- _Job_
According to the review of Cockfight, who translated the collection from the Spanish?

- _Document extract_
[Feminist Press; 2020]

Tr. from the Spanish by Frances Riddle

“Auction”, the powerful opening story of Ecuadorian writer María Fernanda Ampuero’s first collection Cockfight, describes the abduction of a young woman by a taxi driver in an unnamed Latin American city. Taken to an abandoned “garage that smelled like a rotting cockpit”, it slowly dawns on the blindfolded protagonist that she is being trafficked. As she listens to wealthy buyers bidding for the other hostages, who will be sold for their beauty and wealth, the protagonist concocts a plan:

When it’s my turn I think about the roosters. I close my eyes and open my sphincter. I know that this is the most important thing I will do in my life, so I do it right. I soak my legs, my feet, the floor. I’m in the centre of a room, surrounded by criminals, displayed before them like cattle, and like cattle I empty my bowels.

After this display, in which she defecates herself, screams like a madwoman — “I start to laugh, deranged, to laugh, and laugh, and laugh” — no one bids for her and she is abandoned, alive and free, on the side of a highway. Labelled a monster by the male auctioneer, the character liberates herself by converting the sexualized female body into a monstrous spectacle. The roosters, whose smell permeates the space where the hostages are held, trigger flashbacks to the protagonist’s childhood spent at cockfights with her father. Her initial fear of the dead animals was transformed after she realized the macho cockfighters, who surreptitiously tried to kiss and touch her, were also disgusted by their visceral remains after the fights: “before falling asleep I would stick a rooster head between my legs. . .Those macho guys didn’t like lifting up a skirt to find little severed heads.”

- _Records_

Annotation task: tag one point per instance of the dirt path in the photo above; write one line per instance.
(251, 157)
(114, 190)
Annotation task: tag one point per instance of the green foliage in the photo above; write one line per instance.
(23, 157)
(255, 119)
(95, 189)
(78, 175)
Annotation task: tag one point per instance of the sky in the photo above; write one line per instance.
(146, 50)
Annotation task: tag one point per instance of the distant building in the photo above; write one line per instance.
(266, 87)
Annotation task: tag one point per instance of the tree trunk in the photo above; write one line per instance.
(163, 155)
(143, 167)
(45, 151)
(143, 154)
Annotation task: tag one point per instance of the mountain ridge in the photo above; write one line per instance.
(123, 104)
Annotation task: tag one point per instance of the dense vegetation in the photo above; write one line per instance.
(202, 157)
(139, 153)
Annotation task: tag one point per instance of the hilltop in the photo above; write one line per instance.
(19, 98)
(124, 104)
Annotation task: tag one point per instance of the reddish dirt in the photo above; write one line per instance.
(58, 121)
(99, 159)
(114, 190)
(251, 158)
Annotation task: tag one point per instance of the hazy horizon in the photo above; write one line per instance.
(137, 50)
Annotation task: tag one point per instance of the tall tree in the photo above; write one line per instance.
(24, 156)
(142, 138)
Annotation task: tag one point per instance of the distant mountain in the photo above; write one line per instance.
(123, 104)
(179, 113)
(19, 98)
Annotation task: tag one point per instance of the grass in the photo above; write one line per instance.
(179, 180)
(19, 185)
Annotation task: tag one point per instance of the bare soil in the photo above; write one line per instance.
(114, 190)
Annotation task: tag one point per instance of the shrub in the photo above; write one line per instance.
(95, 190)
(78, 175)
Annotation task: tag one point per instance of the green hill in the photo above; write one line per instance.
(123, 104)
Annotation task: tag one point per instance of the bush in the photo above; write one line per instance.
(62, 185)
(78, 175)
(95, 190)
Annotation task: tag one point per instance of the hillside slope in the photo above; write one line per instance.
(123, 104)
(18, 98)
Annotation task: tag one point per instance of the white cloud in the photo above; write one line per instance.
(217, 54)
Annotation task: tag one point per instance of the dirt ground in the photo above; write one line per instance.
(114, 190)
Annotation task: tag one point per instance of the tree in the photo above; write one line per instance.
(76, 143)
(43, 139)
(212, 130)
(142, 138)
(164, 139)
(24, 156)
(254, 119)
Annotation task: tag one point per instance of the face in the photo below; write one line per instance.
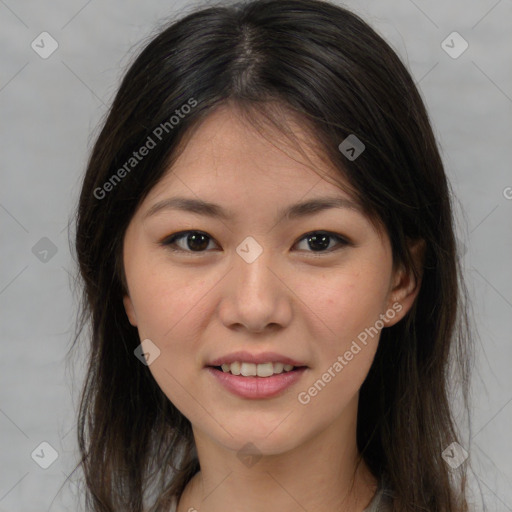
(312, 289)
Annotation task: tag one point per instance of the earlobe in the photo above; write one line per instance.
(407, 283)
(130, 311)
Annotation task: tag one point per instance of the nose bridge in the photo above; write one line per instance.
(252, 268)
(255, 297)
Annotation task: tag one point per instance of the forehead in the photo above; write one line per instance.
(226, 156)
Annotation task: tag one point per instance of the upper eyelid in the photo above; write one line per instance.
(181, 234)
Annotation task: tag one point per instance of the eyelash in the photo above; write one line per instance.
(169, 241)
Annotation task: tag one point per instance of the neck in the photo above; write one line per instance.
(319, 474)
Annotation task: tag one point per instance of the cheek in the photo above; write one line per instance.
(341, 304)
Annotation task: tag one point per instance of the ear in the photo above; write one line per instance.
(406, 285)
(130, 310)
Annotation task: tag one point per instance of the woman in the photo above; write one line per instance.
(266, 244)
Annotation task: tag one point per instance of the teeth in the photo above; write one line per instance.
(252, 369)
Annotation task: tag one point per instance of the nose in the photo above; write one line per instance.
(255, 297)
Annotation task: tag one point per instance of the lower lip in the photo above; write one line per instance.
(257, 387)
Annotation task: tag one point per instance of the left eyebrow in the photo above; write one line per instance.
(213, 210)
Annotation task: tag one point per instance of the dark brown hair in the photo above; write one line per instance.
(328, 68)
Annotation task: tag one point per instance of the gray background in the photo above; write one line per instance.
(50, 111)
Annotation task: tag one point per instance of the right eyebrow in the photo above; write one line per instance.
(294, 211)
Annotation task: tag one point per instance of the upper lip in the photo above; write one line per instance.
(247, 357)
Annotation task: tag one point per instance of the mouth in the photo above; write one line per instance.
(261, 370)
(256, 380)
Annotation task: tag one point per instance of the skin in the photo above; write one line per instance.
(197, 306)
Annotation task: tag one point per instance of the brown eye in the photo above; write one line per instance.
(193, 241)
(320, 241)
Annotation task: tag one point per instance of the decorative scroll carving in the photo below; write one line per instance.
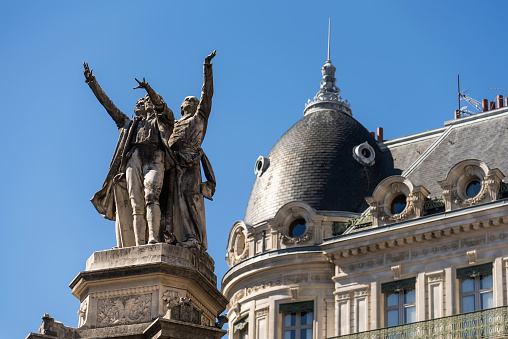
(398, 256)
(472, 256)
(287, 240)
(475, 241)
(261, 286)
(361, 265)
(296, 278)
(124, 310)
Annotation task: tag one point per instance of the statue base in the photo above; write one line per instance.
(149, 291)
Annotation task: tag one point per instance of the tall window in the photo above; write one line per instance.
(241, 328)
(297, 320)
(476, 288)
(400, 302)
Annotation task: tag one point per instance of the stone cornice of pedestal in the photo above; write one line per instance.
(418, 230)
(163, 328)
(86, 278)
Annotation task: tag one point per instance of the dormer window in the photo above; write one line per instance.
(398, 204)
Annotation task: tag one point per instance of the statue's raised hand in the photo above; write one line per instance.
(210, 57)
(88, 73)
(141, 84)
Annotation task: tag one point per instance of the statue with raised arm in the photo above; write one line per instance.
(186, 210)
(132, 188)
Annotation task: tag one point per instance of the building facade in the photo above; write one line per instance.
(345, 235)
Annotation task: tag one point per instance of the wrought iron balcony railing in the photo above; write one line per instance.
(490, 323)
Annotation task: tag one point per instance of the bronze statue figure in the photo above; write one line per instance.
(153, 187)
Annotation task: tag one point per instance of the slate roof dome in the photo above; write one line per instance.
(327, 159)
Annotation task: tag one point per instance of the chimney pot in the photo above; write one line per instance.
(485, 105)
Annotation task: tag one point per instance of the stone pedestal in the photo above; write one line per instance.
(136, 292)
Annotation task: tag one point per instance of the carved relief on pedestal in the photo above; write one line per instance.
(470, 182)
(124, 310)
(396, 199)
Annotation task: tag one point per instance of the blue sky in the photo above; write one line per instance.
(397, 64)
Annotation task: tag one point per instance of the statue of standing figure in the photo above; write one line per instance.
(154, 189)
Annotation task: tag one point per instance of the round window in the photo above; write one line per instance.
(297, 228)
(398, 204)
(473, 188)
(240, 244)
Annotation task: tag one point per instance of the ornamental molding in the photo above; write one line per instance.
(412, 240)
(396, 271)
(398, 256)
(343, 295)
(473, 241)
(451, 246)
(124, 310)
(321, 278)
(361, 292)
(294, 292)
(461, 175)
(261, 313)
(262, 286)
(472, 256)
(295, 278)
(124, 291)
(435, 277)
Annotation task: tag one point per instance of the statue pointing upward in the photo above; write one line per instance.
(154, 186)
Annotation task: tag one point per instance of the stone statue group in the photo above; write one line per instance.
(154, 190)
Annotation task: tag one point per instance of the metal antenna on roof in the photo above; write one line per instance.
(329, 32)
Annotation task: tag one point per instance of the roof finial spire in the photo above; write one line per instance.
(328, 96)
(329, 32)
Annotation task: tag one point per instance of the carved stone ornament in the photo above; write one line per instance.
(472, 256)
(404, 215)
(287, 240)
(396, 270)
(147, 207)
(185, 311)
(124, 310)
(464, 202)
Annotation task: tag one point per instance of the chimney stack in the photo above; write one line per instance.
(485, 105)
(380, 134)
(499, 101)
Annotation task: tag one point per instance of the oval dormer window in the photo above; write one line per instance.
(398, 204)
(297, 228)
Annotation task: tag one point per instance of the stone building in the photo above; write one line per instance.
(345, 235)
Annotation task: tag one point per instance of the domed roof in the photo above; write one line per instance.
(327, 159)
(313, 162)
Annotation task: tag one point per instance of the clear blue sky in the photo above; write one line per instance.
(397, 63)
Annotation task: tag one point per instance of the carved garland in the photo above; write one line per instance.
(457, 200)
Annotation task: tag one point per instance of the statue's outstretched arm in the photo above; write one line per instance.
(205, 103)
(118, 116)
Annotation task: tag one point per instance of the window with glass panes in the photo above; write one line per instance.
(297, 320)
(475, 288)
(400, 302)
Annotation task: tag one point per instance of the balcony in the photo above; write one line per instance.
(491, 323)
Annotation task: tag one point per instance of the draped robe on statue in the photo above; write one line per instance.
(186, 211)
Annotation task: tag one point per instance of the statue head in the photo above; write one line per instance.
(144, 106)
(189, 106)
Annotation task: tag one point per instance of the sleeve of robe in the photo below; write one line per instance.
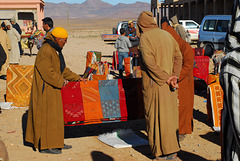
(181, 31)
(157, 74)
(177, 65)
(47, 72)
(8, 43)
(188, 62)
(69, 75)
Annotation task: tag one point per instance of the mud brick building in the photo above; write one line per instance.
(24, 11)
(191, 9)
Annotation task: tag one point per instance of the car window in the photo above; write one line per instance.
(125, 25)
(222, 25)
(191, 25)
(209, 25)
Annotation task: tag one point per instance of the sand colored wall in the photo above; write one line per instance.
(36, 6)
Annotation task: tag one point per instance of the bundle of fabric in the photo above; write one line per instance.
(19, 83)
(37, 35)
(215, 105)
(102, 68)
(115, 61)
(201, 68)
(97, 71)
(91, 69)
(217, 59)
(92, 57)
(136, 73)
(212, 78)
(198, 51)
(94, 102)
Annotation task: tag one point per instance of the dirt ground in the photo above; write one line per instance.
(203, 144)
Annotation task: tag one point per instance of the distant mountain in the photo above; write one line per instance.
(95, 9)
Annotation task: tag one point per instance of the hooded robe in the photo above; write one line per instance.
(161, 58)
(45, 123)
(186, 83)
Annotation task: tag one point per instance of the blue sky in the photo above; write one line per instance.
(114, 2)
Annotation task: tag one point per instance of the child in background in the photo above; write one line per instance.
(122, 45)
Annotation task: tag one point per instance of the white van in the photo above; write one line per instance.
(212, 32)
(122, 24)
(192, 27)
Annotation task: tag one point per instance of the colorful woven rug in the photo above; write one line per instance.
(91, 102)
(19, 83)
(201, 67)
(110, 99)
(72, 103)
(215, 105)
(115, 61)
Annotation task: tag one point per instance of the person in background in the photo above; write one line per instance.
(229, 78)
(14, 55)
(178, 28)
(48, 27)
(6, 45)
(45, 123)
(186, 82)
(161, 66)
(3, 26)
(131, 34)
(122, 45)
(17, 27)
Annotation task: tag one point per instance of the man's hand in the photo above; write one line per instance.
(172, 81)
(65, 82)
(82, 80)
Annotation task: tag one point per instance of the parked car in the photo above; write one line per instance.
(212, 32)
(122, 24)
(192, 27)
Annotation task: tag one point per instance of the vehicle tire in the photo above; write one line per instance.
(208, 49)
(114, 30)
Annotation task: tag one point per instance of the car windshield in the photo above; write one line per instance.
(209, 25)
(191, 25)
(125, 25)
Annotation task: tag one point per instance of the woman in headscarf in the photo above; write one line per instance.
(178, 28)
(230, 82)
(186, 82)
(161, 66)
(14, 55)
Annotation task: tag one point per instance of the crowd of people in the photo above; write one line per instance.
(167, 83)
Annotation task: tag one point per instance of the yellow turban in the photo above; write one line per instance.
(60, 32)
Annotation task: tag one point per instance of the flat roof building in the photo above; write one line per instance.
(24, 11)
(192, 9)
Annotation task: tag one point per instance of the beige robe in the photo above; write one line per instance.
(161, 59)
(45, 116)
(6, 44)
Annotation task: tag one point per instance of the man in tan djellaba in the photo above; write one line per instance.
(45, 124)
(161, 66)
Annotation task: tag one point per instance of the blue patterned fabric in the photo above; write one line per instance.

- _Result of the task_
Frances Riddle